**Stated task**. Pull out each line below that contains the word "laptop", copying every one in full.

(Extracts from a box-labeled dataset)
* Start *

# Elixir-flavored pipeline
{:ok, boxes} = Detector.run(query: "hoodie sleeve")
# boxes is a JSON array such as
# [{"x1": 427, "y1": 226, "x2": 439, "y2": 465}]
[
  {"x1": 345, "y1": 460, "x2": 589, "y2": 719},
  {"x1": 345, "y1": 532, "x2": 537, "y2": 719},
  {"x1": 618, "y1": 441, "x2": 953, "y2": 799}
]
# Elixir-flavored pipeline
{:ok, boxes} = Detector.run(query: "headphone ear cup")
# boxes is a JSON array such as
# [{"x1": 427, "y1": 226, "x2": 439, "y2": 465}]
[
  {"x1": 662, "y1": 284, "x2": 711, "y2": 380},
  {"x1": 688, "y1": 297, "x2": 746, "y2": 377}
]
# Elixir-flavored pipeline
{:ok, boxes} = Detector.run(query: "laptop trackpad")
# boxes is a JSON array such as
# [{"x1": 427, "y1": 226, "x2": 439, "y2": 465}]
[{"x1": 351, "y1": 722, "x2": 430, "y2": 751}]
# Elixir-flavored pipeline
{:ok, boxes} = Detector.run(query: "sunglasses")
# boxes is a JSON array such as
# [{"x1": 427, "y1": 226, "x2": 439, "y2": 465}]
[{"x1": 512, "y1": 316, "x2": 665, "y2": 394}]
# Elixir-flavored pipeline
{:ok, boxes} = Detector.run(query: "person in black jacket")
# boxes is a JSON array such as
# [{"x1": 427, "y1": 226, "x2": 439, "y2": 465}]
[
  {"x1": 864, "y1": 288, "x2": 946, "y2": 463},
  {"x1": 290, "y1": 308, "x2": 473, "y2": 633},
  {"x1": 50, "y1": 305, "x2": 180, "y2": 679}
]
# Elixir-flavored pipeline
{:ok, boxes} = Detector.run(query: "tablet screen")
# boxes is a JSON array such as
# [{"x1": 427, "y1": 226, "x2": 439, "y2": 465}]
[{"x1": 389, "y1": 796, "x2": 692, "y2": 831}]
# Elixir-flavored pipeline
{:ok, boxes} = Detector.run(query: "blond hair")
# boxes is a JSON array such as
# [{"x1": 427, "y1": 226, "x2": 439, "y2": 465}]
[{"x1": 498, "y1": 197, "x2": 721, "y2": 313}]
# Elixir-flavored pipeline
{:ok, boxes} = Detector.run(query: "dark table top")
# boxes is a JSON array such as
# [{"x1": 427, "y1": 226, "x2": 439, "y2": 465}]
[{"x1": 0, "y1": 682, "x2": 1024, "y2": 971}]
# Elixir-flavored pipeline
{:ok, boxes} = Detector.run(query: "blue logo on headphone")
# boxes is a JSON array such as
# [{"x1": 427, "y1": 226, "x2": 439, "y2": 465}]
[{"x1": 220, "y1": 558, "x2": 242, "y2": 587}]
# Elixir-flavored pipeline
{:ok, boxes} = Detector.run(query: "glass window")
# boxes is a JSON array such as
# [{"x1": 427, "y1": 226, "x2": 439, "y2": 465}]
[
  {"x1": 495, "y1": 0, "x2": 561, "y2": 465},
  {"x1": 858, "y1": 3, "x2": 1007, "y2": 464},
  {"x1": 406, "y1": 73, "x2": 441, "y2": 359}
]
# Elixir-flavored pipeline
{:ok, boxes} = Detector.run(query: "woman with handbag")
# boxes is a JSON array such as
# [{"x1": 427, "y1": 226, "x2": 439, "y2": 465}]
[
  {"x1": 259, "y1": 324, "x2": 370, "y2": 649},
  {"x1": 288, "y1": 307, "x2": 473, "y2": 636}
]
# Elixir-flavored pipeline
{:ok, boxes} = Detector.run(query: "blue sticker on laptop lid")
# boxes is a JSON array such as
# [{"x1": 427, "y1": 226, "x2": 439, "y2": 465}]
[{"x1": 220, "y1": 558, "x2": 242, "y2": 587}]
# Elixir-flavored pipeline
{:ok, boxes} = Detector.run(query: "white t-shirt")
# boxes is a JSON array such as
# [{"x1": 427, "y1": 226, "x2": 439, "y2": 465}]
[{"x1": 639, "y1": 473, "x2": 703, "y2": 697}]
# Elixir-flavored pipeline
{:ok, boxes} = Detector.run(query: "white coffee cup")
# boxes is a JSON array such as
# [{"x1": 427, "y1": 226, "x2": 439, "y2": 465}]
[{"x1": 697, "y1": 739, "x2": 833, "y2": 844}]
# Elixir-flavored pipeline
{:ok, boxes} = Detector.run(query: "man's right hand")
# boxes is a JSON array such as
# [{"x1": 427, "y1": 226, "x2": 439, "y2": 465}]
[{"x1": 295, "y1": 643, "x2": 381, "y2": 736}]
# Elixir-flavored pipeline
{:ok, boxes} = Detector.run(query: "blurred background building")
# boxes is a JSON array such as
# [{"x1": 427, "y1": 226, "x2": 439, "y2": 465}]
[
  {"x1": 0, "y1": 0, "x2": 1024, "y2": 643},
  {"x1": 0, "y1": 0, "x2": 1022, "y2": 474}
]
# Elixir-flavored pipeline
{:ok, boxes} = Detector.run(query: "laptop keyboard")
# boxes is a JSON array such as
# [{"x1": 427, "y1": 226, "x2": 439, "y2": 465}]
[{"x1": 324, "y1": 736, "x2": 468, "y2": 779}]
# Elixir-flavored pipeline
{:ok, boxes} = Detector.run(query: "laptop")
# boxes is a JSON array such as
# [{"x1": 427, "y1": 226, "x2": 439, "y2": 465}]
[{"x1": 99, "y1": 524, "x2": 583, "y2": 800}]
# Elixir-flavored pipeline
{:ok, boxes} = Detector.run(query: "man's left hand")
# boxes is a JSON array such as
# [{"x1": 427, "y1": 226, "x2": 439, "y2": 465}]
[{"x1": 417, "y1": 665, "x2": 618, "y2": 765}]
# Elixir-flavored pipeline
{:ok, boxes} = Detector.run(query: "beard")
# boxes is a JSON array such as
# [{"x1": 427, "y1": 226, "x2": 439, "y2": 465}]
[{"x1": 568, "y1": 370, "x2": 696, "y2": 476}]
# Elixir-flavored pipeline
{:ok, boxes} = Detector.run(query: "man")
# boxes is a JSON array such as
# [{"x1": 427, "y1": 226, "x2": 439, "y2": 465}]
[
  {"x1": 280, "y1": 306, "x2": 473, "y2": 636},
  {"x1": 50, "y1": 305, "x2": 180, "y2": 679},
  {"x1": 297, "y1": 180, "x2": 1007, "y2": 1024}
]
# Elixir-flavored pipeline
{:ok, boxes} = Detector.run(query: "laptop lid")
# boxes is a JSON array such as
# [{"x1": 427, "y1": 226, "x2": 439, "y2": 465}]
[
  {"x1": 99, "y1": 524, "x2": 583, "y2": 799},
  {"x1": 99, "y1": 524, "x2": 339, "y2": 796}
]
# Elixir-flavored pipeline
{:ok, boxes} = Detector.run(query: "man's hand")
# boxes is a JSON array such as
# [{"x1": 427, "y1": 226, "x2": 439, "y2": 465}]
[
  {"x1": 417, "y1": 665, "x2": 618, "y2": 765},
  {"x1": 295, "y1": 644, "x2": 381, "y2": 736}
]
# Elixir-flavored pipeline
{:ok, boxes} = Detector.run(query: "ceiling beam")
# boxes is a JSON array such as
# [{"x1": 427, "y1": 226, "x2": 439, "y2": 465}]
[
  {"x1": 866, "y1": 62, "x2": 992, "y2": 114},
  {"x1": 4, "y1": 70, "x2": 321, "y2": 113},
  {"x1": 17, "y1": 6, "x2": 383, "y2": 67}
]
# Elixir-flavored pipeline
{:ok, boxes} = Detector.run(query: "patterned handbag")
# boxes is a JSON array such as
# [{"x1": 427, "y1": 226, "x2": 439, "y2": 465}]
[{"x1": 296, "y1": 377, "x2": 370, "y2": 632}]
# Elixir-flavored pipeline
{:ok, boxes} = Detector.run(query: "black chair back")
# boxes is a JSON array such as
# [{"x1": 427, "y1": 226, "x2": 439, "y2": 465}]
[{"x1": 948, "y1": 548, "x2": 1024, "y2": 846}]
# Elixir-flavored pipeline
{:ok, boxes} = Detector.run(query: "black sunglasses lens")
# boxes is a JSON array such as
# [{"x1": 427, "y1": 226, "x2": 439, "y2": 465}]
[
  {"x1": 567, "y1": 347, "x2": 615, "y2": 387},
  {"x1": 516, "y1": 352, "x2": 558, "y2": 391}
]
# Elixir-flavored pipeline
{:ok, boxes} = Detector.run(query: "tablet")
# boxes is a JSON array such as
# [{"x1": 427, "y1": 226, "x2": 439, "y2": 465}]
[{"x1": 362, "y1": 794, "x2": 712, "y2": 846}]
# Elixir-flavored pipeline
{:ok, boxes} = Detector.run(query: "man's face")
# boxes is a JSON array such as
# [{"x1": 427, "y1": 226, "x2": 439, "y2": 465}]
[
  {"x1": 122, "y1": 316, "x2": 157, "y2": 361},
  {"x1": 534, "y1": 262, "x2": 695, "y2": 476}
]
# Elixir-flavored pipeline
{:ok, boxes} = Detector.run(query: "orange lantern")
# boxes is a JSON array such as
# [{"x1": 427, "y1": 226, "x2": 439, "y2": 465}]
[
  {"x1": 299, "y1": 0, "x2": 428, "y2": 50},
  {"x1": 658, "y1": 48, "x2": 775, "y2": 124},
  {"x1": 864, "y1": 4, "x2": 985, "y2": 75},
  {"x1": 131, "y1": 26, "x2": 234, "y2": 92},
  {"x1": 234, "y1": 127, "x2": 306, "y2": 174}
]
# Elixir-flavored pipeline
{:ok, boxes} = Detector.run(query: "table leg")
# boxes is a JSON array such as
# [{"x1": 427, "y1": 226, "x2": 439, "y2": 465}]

* End *

**Answer to this exercise**.
{:ok, boxes} = Detector.run(query: "laptop trackpad")
{:ok, boxes} = Detector.run(query: "blue sticker on laptop lid")
{:ok, boxes} = Detector.run(query: "laptop keyboard")
{:ok, boxes} = Detector.run(query: "laptop")
{:ok, boxes} = Detector.run(query: "laptop lid")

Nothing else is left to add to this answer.